Brief »
Put the lines below into a numbered list, and leave out any blank lines.

Entries supplied »

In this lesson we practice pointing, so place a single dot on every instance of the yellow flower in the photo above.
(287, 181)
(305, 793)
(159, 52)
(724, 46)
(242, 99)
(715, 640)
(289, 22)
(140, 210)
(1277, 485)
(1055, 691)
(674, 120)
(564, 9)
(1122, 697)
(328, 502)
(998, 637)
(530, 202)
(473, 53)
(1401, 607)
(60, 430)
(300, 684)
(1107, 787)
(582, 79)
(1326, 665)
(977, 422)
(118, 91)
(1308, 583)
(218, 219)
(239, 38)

Complete output »
1. In this lesson we practice pointing, so place a single dot on every instance of the yellow flower in the photo above.
2. (287, 181)
3. (305, 793)
4. (159, 52)
5. (724, 46)
6. (242, 99)
7. (715, 640)
8. (289, 22)
9. (140, 210)
10. (1277, 485)
11. (1055, 691)
12. (674, 120)
13. (564, 9)
14. (1122, 697)
15. (328, 502)
16. (998, 637)
17. (530, 202)
18. (473, 53)
19. (1401, 607)
20. (60, 430)
21. (300, 684)
22. (1107, 787)
23. (582, 79)
24. (1326, 665)
25. (977, 422)
26. (118, 91)
27. (1308, 583)
28. (218, 219)
29. (239, 38)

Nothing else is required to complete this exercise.